§ Task: Output the records. Match them exactly.

** Dataset follows **

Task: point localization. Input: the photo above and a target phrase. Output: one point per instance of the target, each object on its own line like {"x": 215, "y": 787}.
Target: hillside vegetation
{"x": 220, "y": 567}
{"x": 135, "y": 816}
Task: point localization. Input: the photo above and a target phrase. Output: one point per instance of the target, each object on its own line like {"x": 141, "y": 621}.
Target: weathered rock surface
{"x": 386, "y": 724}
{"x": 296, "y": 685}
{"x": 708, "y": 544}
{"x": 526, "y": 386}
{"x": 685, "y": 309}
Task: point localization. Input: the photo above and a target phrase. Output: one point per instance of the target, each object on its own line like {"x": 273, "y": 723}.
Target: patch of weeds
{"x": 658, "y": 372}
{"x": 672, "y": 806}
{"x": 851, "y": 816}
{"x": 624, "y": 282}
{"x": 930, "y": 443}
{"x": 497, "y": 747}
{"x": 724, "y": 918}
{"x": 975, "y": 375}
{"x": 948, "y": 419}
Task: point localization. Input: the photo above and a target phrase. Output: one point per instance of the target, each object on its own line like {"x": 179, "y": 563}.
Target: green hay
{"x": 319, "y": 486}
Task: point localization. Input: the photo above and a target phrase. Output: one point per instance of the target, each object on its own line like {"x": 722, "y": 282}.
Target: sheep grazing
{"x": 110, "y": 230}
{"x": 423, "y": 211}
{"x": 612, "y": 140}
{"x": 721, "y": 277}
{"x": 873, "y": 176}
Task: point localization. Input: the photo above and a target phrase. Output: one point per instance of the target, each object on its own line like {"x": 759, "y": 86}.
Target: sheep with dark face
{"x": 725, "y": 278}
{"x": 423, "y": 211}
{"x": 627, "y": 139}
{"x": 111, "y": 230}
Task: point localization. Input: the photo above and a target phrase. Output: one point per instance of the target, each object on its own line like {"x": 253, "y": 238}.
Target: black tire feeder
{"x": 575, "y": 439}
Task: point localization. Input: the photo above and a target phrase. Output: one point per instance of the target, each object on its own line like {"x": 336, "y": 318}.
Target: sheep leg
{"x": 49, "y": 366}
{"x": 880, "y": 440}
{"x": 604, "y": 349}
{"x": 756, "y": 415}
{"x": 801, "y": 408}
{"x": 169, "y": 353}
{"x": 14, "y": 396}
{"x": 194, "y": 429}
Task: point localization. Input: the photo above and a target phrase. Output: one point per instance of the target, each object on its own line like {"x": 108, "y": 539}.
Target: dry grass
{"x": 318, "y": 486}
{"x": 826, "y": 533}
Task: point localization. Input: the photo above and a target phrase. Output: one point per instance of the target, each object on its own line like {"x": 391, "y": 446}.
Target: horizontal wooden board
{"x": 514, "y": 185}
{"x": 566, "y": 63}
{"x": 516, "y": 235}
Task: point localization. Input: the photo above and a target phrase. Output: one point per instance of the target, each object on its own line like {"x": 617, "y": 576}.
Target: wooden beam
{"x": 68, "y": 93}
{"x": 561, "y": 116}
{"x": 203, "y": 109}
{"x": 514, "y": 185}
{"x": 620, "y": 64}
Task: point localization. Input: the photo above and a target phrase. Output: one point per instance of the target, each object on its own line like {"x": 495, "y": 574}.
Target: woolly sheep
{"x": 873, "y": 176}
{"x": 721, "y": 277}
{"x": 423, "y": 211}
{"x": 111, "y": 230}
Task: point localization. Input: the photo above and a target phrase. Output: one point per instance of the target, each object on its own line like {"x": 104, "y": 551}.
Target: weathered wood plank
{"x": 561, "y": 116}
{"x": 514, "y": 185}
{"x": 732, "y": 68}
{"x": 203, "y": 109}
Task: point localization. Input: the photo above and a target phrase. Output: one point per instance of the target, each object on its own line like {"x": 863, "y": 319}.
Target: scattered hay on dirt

** End of Dataset **

§ Result of this task:
Task: point localization. Input: the photo above and a target phrase. Output: one point per instance of the target, each object on its own line like {"x": 215, "y": 787}.
Target: hillside vegetation
{"x": 220, "y": 567}
{"x": 135, "y": 816}
Task: point localization. Input: the photo above and a target phrase. Output: one point per instance of the target, each object on its own line like {"x": 141, "y": 621}.
Target: weathered rock surface
{"x": 386, "y": 724}
{"x": 296, "y": 685}
{"x": 708, "y": 544}
{"x": 526, "y": 386}
{"x": 685, "y": 309}
Task: point localization. Input: the photo above and a target phrase. Output: one point per instance of the target, each object on its own line like {"x": 273, "y": 723}.
Target: patch of weeds
{"x": 658, "y": 372}
{"x": 672, "y": 806}
{"x": 851, "y": 816}
{"x": 624, "y": 282}
{"x": 930, "y": 443}
{"x": 497, "y": 747}
{"x": 724, "y": 918}
{"x": 975, "y": 375}
{"x": 948, "y": 419}
Task: point localization. Input: the photo above and a target phrase. Output: one point per instance of the target, each object on its own line like {"x": 179, "y": 563}.
Target: green hay
{"x": 319, "y": 486}
Task: point localization. Input: the photo above and a target phrase. Output: one point per instance of the target, each object on its own line like {"x": 722, "y": 282}.
Target: sheep grazing
{"x": 110, "y": 230}
{"x": 423, "y": 211}
{"x": 612, "y": 140}
{"x": 721, "y": 277}
{"x": 873, "y": 176}
Task: point localization. Input: the photo above and a target phrase. Output: one point per instance of the target, each object on its own line like {"x": 759, "y": 86}.
Target: sheep with dark face
{"x": 725, "y": 278}
{"x": 423, "y": 211}
{"x": 627, "y": 139}
{"x": 111, "y": 230}
Task: point localization. Input: the photo above and a target phrase. Output: one point per instance of the target, each object on its own line like {"x": 253, "y": 238}.
Target: black tire feeder
{"x": 575, "y": 439}
Task: point localization. Input: the photo above and a target phrase. Output: one point per instance of the target, each object on its own line like {"x": 336, "y": 318}.
Target: sheep leg
{"x": 49, "y": 366}
{"x": 880, "y": 440}
{"x": 604, "y": 349}
{"x": 756, "y": 415}
{"x": 801, "y": 408}
{"x": 169, "y": 353}
{"x": 14, "y": 396}
{"x": 194, "y": 429}
Task: point localization. Input: the photo above and a target phrase. Output: one point per instance of the target, each object on its own line like {"x": 108, "y": 539}.
Target: dry grass
{"x": 318, "y": 486}
{"x": 826, "y": 533}
Task: point localization. Input: the photo above and a target phrase. Output: one point per instance of the target, each object on its own line like {"x": 391, "y": 446}.
Target: horizontal wooden board
{"x": 514, "y": 185}
{"x": 566, "y": 63}
{"x": 516, "y": 235}
Task: point localization. Input: the photo above and a target phrase. Output: one point per instance of the target, each object on its own line like {"x": 617, "y": 576}.
Target: wooden beam
{"x": 68, "y": 93}
{"x": 561, "y": 116}
{"x": 203, "y": 109}
{"x": 514, "y": 185}
{"x": 620, "y": 64}
Task: point localization. Input: the photo above and a target phrase. Output: one point per instance of the target, each object on its own line like {"x": 495, "y": 574}.
Target: woolly sheep
{"x": 873, "y": 176}
{"x": 721, "y": 277}
{"x": 423, "y": 211}
{"x": 111, "y": 230}
Task: point localization. Input: the photo above and a target phrase. Output: one point per instance of the target, each object on its own line like {"x": 104, "y": 551}.
Target: weathered wood plank
{"x": 561, "y": 116}
{"x": 514, "y": 185}
{"x": 732, "y": 68}
{"x": 203, "y": 109}
Task: point localization. Input: the photo above and a target phrase. Output: one point per instance of the target, each object on its own line like {"x": 863, "y": 319}.
Target: scattered hay on dirt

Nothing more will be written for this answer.